STATED PROBLEM 1:
Write out the listing again word for word, everything from the line containing "target: <item>clear glass of water</item>" down to the final line of the listing.

PASSAGE SHOWN:
No early relief from financial woes

WLAN equipment maker Proxim has warned of disappointing first quarter results, dashing hopes of an early emergence from its recent financial troubles.

The company's CEO, Frank Plastina, blamed lower than expected revenue from carriers and problems with transitioning products. Proxim now expects Q1 revenue to be in the range of $25m to $27m, well below the $37m it had originally predicted, with a pro forma loss of 4-6 cents per share rather than 1-3 cents.

Backlog has almost doubled, from $6.3m in the fourth quarter of 2003 to $12m - although this will eventually filter through into improved sales - while the company now has a cash reserve of $16.6m, compared to $21m three months ago.

The main problems seems to lie with carriers consolidating and making slow decisions on equipment, hitting the outdoor broadband wireless business that Proxim acquired in 2002 from Western Multiplex and which was supposed to counterbalance the slow market for its core products in enterprise WLANs.

Last month, the company announced the latest plans for this range, with a voice-optimised WLAN switch, the Orinoco Switching System, but this has yet to affect revenues, and it has experienced difficulties with its channels in moving from its older AP-2000 access point to the newer AP-4000.

Disappointed

"Although we are disappointed with this revenue performance, we believe that the seasonal and product transition issues are addressable," said Plastina. "We are encouraged by our strong end of quarter order backlog and effective cash management."

After a difficult 2003, Proxim was in bad need of a decent quarter to cheer its investors and customers. Although it still has a promising product roadmap, including the voice switch, a major VoWLAN joint development with Motorola and Avaya, and plans to move swiftly into WiMAX, it needs to generate solid revenue and cash from its current portfolio too.

STATED PROBLEM 2:
Continue the news piece about Proxim's disappointing first-quarter forecast from the point where it stops.

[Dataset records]
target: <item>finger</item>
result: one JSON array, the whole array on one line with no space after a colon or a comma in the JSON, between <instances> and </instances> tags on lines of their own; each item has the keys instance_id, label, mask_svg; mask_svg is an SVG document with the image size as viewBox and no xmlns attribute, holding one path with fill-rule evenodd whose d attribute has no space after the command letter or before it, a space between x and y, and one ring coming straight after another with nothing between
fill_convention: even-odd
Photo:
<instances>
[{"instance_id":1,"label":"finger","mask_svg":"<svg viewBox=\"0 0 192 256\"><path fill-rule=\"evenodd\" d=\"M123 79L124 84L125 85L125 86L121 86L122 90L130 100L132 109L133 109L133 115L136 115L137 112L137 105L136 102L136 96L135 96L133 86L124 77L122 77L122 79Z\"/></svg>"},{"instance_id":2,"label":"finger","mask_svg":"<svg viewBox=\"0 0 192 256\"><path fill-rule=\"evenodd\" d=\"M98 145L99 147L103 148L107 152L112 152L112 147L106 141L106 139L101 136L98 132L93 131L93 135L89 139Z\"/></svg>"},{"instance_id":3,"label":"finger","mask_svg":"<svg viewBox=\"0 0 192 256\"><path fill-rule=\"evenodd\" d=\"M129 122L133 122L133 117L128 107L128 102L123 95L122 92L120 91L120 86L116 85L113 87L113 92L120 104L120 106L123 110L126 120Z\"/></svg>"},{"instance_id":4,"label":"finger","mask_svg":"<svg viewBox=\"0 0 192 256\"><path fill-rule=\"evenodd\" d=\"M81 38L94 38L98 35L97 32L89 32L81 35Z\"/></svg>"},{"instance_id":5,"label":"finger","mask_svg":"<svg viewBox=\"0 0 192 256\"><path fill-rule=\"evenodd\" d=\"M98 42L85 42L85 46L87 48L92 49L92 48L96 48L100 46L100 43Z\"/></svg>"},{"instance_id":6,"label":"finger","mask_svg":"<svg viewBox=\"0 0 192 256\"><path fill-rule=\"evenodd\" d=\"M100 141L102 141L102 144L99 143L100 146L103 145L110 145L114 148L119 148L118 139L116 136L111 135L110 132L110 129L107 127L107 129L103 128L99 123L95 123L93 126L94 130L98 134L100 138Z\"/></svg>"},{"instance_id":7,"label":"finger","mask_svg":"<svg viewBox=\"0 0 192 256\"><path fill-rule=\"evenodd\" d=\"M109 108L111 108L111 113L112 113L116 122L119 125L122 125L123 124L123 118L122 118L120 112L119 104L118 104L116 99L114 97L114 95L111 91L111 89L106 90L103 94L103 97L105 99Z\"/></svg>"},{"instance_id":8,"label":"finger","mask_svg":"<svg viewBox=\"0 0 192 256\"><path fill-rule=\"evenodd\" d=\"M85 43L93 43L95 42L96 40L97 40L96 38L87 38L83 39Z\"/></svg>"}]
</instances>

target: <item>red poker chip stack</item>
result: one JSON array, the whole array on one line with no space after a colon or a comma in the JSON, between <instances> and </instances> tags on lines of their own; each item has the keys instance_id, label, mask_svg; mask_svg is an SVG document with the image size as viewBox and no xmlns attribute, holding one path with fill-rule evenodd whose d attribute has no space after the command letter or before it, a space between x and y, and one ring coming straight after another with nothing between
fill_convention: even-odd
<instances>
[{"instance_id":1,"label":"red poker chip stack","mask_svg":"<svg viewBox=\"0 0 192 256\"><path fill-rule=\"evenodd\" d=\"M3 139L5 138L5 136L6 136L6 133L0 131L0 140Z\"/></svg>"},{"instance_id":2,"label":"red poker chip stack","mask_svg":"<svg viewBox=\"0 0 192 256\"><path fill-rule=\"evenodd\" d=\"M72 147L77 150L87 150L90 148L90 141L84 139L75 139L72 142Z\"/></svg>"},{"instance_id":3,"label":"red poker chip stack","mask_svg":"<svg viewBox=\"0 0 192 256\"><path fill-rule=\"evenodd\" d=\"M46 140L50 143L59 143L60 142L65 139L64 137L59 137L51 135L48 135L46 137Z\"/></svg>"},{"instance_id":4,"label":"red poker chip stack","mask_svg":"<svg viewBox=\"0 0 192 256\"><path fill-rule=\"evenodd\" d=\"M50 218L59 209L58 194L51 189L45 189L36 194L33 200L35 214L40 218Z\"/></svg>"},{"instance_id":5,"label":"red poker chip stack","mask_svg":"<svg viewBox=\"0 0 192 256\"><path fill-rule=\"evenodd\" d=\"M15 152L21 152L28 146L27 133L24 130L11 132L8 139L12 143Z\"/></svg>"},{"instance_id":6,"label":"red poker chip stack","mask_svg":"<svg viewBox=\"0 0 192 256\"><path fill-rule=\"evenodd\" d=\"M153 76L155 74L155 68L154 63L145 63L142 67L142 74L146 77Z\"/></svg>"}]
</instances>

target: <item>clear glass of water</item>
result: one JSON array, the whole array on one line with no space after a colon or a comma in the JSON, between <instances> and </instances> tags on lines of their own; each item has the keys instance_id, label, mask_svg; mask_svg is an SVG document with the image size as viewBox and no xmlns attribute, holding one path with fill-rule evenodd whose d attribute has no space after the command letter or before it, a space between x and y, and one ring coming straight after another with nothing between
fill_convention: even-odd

OUTPUT 1:
target: <item>clear glass of water</item>
result: one JSON array, the whole array on one line with no space after a colon or a comma in the JSON, between <instances> and </instances> tags on lines of their own; each item has the keys instance_id, label, mask_svg; mask_svg is an SVG document with the image size as viewBox and no xmlns attribute, holding one path with fill-rule evenodd whose d attribute has no space after the command letter or before it, a space between x and y, and one ring coming straight after another with nothing between
fill_convention: even-odd

OUTPUT 2:
It was shaken by financial problems last year and in July board chairman Jonathan Zakin and vice chairman David King - the men who engineered the Western Multiplex merger with a view to catapulting Proxim into the forefront of wireless networking - resigned in anticipation of poor second quarter results. In that Q2, revenues fell 23 per cent to $34.8m and losses increased sixfold to $47.1m, far worse than analysts had expected. In the four quarters before that, since the merger, Proxim had lost over $190m on revenues of $160m and narrowly escaped Nasdaq delisting.

Aggressive strategy

This is despite an aggressive and apparently logical strategy from Zakin and King - targeting the boom WLAN market at an early stage, buying Agere's Orinoco WLAN range to bring a big name brand to the company, making a radical reorganisation late last year and then branching into broadband wireless with the Western purchase. But the various product brands were integrated too slowly and confusingly; the big names started to muscle in on the WLAN market - Cisco in particular; the enterprise WLAN market, Proxim's main strength, stalled; Wi-Fi equipment prices went into freefall.

Plastina has now been at the helm for a year. He joined from investment firm Warburg Pincus, which at that time owned 86 per cent of Proxim's stock. His priorities were to increase its WLAN market share to maintain its second rank in enterprise Wi-Fi sales (behind Cisco) and to focus on high margin product areas; and to take the fixed wireless ranges through their transition period rapidly. The product announcements, customer stories and order backlog are showing signs of success in these objectives, but there is still a way to go to achieve financial stability in a cut throat market.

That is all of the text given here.